Available data Block Start

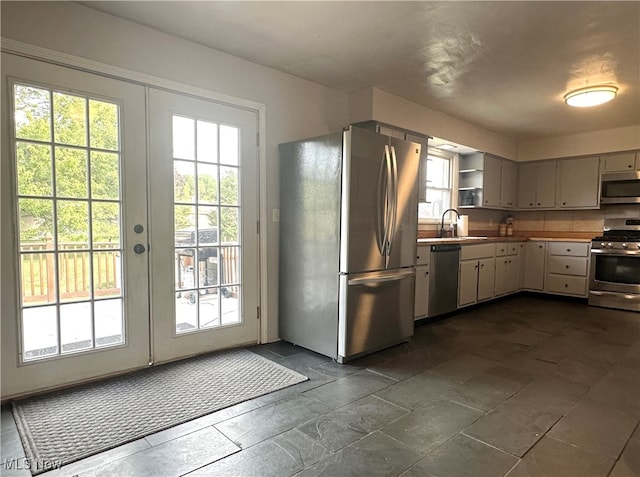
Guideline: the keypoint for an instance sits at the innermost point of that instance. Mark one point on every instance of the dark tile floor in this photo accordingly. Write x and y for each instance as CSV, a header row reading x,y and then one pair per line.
x,y
524,386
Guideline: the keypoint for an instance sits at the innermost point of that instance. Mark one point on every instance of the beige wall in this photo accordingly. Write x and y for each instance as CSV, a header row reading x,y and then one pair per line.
x,y
295,108
610,140
373,103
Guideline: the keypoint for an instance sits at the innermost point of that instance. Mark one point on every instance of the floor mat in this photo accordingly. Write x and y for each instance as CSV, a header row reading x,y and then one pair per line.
x,y
69,425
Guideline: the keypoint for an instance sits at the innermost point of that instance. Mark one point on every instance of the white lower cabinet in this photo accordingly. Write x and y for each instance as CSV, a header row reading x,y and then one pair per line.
x,y
507,278
476,275
533,267
567,268
422,282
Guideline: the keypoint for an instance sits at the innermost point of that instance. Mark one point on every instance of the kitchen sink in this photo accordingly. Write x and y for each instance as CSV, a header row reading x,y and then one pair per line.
x,y
451,239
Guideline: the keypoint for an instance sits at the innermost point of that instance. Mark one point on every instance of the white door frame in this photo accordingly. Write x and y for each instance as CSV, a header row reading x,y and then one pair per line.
x,y
83,64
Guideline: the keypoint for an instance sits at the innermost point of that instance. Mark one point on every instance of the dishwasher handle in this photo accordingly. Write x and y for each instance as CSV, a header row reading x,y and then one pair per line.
x,y
446,247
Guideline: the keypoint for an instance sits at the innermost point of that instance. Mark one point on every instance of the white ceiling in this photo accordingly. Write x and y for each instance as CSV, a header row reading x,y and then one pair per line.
x,y
504,66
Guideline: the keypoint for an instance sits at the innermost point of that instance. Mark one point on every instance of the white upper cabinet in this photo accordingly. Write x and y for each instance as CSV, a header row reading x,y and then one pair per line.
x,y
620,162
579,183
508,185
537,185
492,179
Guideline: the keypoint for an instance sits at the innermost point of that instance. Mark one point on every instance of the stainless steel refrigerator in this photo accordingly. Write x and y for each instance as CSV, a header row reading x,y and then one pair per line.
x,y
348,230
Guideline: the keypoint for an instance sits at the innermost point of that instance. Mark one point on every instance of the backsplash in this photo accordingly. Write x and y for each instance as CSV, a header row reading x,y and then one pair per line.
x,y
548,223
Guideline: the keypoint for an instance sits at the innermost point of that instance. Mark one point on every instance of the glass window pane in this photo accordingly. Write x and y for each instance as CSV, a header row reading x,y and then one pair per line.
x,y
73,224
105,224
184,184
71,173
208,266
185,269
230,265
40,332
36,221
209,310
74,276
438,172
32,113
229,225
105,175
103,125
107,273
184,137
184,217
75,327
69,119
207,141
229,186
37,275
186,312
230,305
35,176
229,145
108,322
437,202
207,225
207,184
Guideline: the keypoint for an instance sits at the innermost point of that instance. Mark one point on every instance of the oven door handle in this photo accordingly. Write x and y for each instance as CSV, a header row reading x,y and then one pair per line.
x,y
620,253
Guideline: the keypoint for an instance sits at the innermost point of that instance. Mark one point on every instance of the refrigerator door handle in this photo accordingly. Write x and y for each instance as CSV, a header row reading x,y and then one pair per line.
x,y
390,277
394,197
384,204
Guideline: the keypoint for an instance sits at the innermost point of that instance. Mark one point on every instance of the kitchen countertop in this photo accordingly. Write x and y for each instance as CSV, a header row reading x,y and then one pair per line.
x,y
477,240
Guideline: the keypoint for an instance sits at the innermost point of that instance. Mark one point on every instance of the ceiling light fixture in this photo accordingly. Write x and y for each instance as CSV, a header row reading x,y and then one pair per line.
x,y
590,96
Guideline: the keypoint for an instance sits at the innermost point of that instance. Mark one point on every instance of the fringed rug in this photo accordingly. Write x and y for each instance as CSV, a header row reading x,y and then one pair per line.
x,y
75,423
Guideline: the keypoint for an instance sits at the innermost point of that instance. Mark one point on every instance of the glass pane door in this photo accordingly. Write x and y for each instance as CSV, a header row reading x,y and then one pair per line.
x,y
67,152
204,255
207,213
74,293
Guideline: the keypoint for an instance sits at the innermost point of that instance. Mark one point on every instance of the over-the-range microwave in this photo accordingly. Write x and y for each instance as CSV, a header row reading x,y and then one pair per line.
x,y
620,188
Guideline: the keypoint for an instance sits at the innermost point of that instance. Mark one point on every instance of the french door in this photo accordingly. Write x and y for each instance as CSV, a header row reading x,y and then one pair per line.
x,y
104,267
203,177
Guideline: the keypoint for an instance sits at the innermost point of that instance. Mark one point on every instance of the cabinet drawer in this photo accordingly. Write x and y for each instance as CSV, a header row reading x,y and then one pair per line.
x,y
568,284
574,249
568,265
422,257
507,248
471,252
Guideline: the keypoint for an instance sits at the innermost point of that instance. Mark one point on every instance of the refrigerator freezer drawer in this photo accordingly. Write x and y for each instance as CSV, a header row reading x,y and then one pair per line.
x,y
376,311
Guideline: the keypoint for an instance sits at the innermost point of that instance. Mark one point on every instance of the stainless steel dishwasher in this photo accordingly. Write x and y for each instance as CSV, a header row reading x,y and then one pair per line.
x,y
443,282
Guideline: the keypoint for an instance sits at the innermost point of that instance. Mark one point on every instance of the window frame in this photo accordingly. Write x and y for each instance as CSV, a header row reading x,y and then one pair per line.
x,y
453,181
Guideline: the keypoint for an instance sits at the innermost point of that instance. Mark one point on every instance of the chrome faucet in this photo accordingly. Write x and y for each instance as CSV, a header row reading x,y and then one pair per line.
x,y
442,223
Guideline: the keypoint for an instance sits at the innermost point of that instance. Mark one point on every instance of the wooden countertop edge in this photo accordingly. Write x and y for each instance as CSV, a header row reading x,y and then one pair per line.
x,y
515,238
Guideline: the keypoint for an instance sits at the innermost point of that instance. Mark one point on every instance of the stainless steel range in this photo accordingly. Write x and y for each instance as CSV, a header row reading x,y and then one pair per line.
x,y
614,279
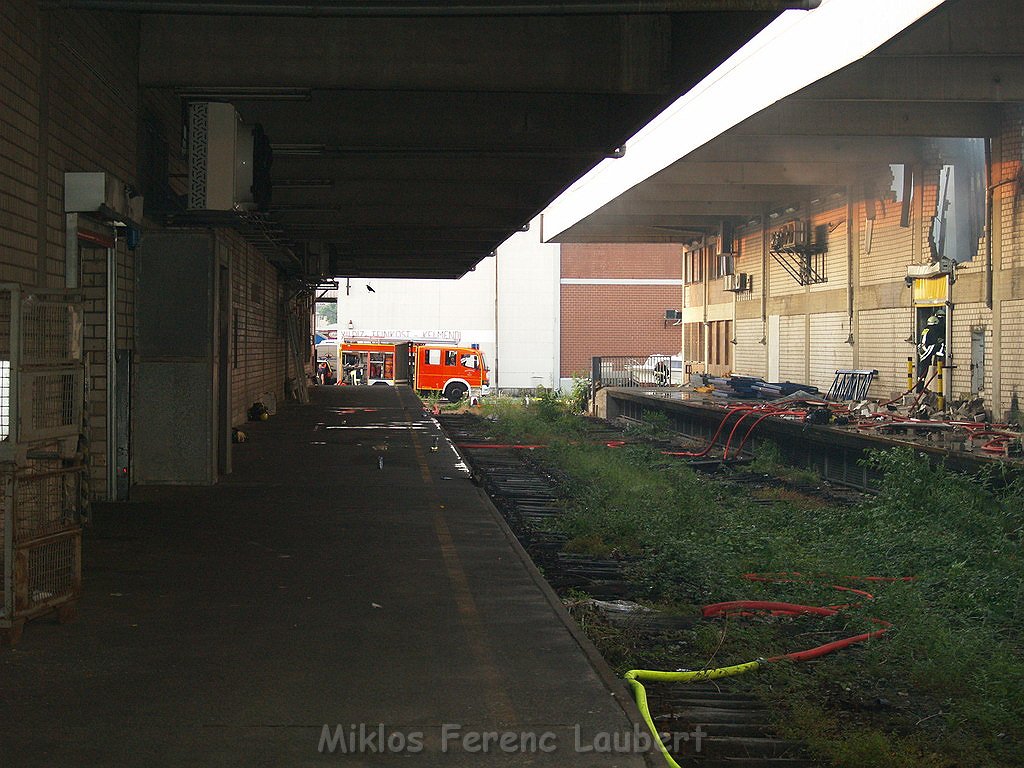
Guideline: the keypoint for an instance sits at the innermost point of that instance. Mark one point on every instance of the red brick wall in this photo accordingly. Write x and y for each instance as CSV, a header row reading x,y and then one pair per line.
x,y
612,320
622,260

Available data Block End

> **Problem to work on**
Write out the entries above verbatim, without pictures.

> **Response**
Guideline: the keypoint for an instance sits at the innermost point of that instance. Mark one point on every instance of the dark tile floor in this photo accordingly. Write x and y for each instance as CSV, a header row reading x,y and then one pair per line.
x,y
524,386
Guideline: the keypoint for an instance sits at the innermost point of that instance. Mark one point on every instance of the beige wall in this photo accordingly. Write x and y for each instance as CSV, a header row reading x,y and then one pair per line.
x,y
295,108
610,140
373,103
Guideline: the keypoint for an instance sits at the innermost point of that instance. Mark one point on every instance of the floor mat in this photo accordingly. Write x and y for each instance as CSV, a header row reading x,y and then one pair per line.
x,y
69,425
Guideline: the keypoint for an instance sits at the innermost point of that instance. Mark one point on every instance of the white lower cabinet in this photo accordingly. Write x and y for each instance as CSV, a header row reading x,y and then one pair per line.
x,y
507,278
476,275
533,267
567,268
422,282
Guideline: the keypoint for an instance sits at the innermost point of that instance. Mark one point on every instance of the kitchen sink in this photo accordingly. Write x and y for each instance as CSV, a header row reading x,y and then one pair per line.
x,y
451,239
Guideline: the keypoint for an instance sits at the innermost point of that instance. Mark one point on every instance of the white door frame in this photo accordingly. Write x and y for each instance as CSV, a header row reading x,y and then one pair per line.
x,y
83,64
Guideline: the keypoint for an instance sits at the innermost point of that instance. Mark one point on every instance of the dishwasher handle in this photo accordingly. Write x and y for each instance as CSV, a header row reading x,y and then one pair per line.
x,y
446,247
Guideline: the keypoint for an instance sits at the innermost point of that instance. Mark one point on every instance of the white ceiling in this photo accordingly. Write x and y for each instance as CSV, a header row reading x,y and then one pair per line.
x,y
504,66
Guideline: the keypoint for an instance sits at the innermost point of that instance. Mark one point on every instance of the white upper cabinet in this photo accordingly. Write x and y for each instance as CSV, a header row reading x,y and then one pair per line.
x,y
620,162
579,183
508,185
537,185
492,179
Guideline: the keypoint for an instance sits at the innermost point of that instance. Mark one point on every instance of the stainless steel refrigerator in this photo accordingly. Write x and y for each instance as CSV, a header row reading x,y and then one pair per line.
x,y
348,230
Guideline: the keypoint for an instance sits at the innermost point of that instance. Mark one point on every instance of the backsplash in this photo accordingly. Write x and y for each instance as CSV, a header row reading x,y and then one pair per line.
x,y
548,223
Guideline: the keypoint for an instance sits at the innermost point of that instance. Mark one point on every instance of the glass window pane in this photo accordingly. Write x and y for each instance as CSV, a header row reading x,y and then one pair per line.
x,y
73,224
105,224
184,184
71,173
208,266
185,269
230,265
40,332
36,221
209,310
74,276
438,172
32,113
229,225
105,175
103,125
107,273
184,137
184,217
75,327
69,119
207,141
229,186
37,275
186,312
230,305
35,176
229,145
108,322
437,202
207,225
207,184
Guideline: the keypoint for an instance sits at the innermost point of that instance. Mark one point on every instance of the oven door handle in this photo accordingly. Write x and y for each instance as CSV, a header row reading x,y and then one pair per line.
x,y
620,253
Guideline: the keypoint for an instance sits at the innermost point of that instance. Mark one point on every instance of the refrigerator door handle in this photo accordingly. Write x and y for each instance as CSV, a header row reading x,y and then one pair per line.
x,y
390,277
394,197
384,204
Guideline: the keypoint for an instance sits at the innermost point of that instance. Mark one point on every instance of the kitchen countertop in this photo accordingly. Write x and y for each instance as CSV, a header row reading x,y and then one pair per line.
x,y
477,240
Guideline: the keypoint for an instance sits at the innermost point of that instance. Mark one point on every instance of the ceiling light fixture in this photo accordingly. Write x and y for each instance as CSV, a header row reading x,y and then one pair per line.
x,y
590,96
Guideline: the keypoint for an instance sits at the innermost point of that instance. Mark one point on every instance of the fringed rug in this photo accordingly. Write x and y for each instance as CSV, a header row reading x,y and then one pair per line.
x,y
75,423
Guideline: the keypoint for an instance sits at the innermost point of that instance. Mark one point on every instance of the glass pane door in this photo accordingly. Write x and y for each instance as CSV, a header row reading x,y and then one pair per line.
x,y
67,152
204,255
207,213
74,293
Guideline: the keypoint for an instance sits at the innermost point of that instance. Mark one point on every instance of the over-the-range microwave in this photo accordingly. Write x and y for each instance as CSV, a header row reading x,y and then one pair per line.
x,y
620,188
Guideline: the keypoint for an instance sits at the innermost point of that instance. Mark one point on every instance of the french door in this photo accordingly. Write x and y for each instance as CSV, a header row reading x,y and then one pair per line.
x,y
104,267
203,177
Guideline: the keypoint for an instance sits at the innermost point of that instance. Mark one point on every instance of the cabinet drawer in this photo accordingly. Write x and y for each instance as CSV, a header row reading x,y and then one pair per line.
x,y
568,284
574,249
568,265
422,257
507,248
471,252
Guideline: the keypoint for an instance sits at the innermost point of that instance. Mark one point on every instance of the refrigerator freezer drawer in this photo accordingly. Write x and y for each instance as CSV, a header row reading x,y and then one pair per line.
x,y
376,311
Guideline: the keypoint for an instance sits at the innermost point of that instance. Mark one point on every instance of the stainless steel dishwasher in this photo accordingly. Write x and y for each instance as CSV, a header row reading x,y and then one pair per line.
x,y
443,282
Guideline: the keypoint for an instance sits at the innermost point of that instance. Mark one point on every instance of the window frame in this photo accordingly. Write x and y for each instance as CSV, a header row reading x,y and then one pair per line.
x,y
453,181
Guideline: the keypoint for an instance sits at the innermost point of that instance. Mark one point on every instance of the chrome faucet in this photo accordingly. Write x and y for each instance as CSV, a header row reading x,y and then one pair per line.
x,y
442,223
Guideline: the keypoint for an instance sits at the innermost point of that instance. Mark one point on every instance of the wooden countertop edge in this photo accordingly. Write x and y for each instance as CSV, a header row reading x,y and then one pair per line.
x,y
515,238
Guideline: the keypoint for an instance sits at the innermost point of that instance. Mark one point on every instance of the stainless steel range in this photo accordingly. Write x and y for each instance as CSV, a header row reading x,y and then one pair per line.
x,y
614,279
Guideline: the keypoint for an instance sits at the innermost point of that instance. Mark one point on every instance of the red brick wall in this photo accordingly. Write x and y for each instance as CSV, a header row reading x,y and then one pair per line.
x,y
612,320
622,260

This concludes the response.